Work required.
Copy every line of the records below verbatim, with no changes of any kind.

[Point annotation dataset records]
[START]

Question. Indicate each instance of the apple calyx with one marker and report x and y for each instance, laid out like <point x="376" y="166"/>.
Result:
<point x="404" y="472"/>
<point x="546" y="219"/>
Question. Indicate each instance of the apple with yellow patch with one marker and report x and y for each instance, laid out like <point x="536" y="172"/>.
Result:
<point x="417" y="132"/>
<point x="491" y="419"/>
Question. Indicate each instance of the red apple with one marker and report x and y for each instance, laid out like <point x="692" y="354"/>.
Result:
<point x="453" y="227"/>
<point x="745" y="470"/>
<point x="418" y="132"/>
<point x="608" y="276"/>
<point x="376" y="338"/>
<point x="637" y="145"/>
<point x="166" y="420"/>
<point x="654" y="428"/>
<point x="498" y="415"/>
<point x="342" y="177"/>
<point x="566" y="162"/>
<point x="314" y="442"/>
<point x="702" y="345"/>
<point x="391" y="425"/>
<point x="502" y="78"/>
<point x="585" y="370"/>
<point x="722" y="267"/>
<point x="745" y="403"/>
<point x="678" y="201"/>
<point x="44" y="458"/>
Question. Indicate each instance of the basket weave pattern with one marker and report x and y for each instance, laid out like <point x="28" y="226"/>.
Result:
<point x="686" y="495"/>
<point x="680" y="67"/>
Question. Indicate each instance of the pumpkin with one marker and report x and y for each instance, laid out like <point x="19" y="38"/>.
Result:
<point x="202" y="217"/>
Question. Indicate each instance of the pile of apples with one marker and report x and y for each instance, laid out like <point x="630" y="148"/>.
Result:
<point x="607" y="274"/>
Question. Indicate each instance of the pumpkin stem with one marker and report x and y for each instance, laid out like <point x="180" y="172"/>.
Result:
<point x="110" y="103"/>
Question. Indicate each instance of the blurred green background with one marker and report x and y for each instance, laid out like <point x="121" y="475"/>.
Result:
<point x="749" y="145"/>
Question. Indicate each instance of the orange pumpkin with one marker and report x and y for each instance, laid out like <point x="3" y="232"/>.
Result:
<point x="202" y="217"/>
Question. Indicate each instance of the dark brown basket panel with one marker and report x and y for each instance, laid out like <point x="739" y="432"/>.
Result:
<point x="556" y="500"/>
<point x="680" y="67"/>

[END]

Response for this exercise.
Question. Indicate each instance of the apple calyx with one marker and report x and y for each instance, laid out like <point x="376" y="166"/>.
Result:
<point x="404" y="472"/>
<point x="546" y="219"/>
Question. Indicate each instance of the apple with yellow patch with one marker and report x and y for each instance, laid out like <point x="536" y="172"/>.
Result:
<point x="417" y="132"/>
<point x="491" y="419"/>
Question. Indicate each instance of the red apple with one marker and report x and y for each instance, laid out like <point x="692" y="354"/>.
Result:
<point x="453" y="227"/>
<point x="745" y="470"/>
<point x="418" y="132"/>
<point x="608" y="276"/>
<point x="376" y="338"/>
<point x="637" y="145"/>
<point x="166" y="420"/>
<point x="654" y="428"/>
<point x="498" y="415"/>
<point x="342" y="177"/>
<point x="566" y="162"/>
<point x="314" y="442"/>
<point x="702" y="345"/>
<point x="391" y="425"/>
<point x="502" y="78"/>
<point x="585" y="370"/>
<point x="722" y="267"/>
<point x="745" y="403"/>
<point x="678" y="201"/>
<point x="44" y="458"/>
Question. Indicate each instance of the basket weave pattern with one marker and report x and y for each instance, laid out like <point x="28" y="226"/>.
Result:
<point x="686" y="495"/>
<point x="680" y="67"/>
Question. Indicate each instance of the pumpkin with one marker and report x and y for each instance, laid out like <point x="19" y="38"/>.
Result:
<point x="202" y="217"/>
Question. Indicate each instance of the pile of apples with one marker and report x and y for each instance, laid out like <point x="630" y="148"/>.
Result:
<point x="607" y="274"/>
Question. Indicate each instance of the pumpkin stem with one marker and report x and y for each instance, laid out like <point x="180" y="172"/>.
Result:
<point x="110" y="103"/>
Question. Indicate each instance of the blurred green background with one marker and report x and y for each instance, laid out like <point x="121" y="475"/>.
Result:
<point x="749" y="145"/>
Question. Indicate each instance of the orange pumpkin with one marker and report x and y for each instance, laid out like <point x="3" y="232"/>.
Result:
<point x="202" y="217"/>
Question. Indicate each instance of the dark brown basket panel with one marker and report x and y for each instance, laid out like <point x="739" y="432"/>.
Result:
<point x="556" y="500"/>
<point x="680" y="67"/>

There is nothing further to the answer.